Within the listing below, show every line that contains the word "sample".

** Input data follows **

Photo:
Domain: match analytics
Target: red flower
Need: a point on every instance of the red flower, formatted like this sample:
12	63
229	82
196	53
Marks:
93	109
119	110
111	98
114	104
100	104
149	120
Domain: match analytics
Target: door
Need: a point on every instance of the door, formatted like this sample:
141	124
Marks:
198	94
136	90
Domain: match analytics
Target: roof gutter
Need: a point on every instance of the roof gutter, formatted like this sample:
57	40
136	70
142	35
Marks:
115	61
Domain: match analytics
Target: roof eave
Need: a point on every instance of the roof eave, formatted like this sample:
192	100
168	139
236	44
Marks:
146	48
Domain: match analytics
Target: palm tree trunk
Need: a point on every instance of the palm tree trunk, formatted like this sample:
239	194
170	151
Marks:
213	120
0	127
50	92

** End of Input data **

• **Task response**
Need: a point on every instance of the red flower, formatted like this sample:
Need: a point on every instance of the door, formatted like this sample:
Need: a point on every instance of the roof gutter, formatted like this sample:
Need: a point on every instance of the roof eave, formatted like this sample:
Need: a point on every instance of the palm tree trunk, formatted like this sample:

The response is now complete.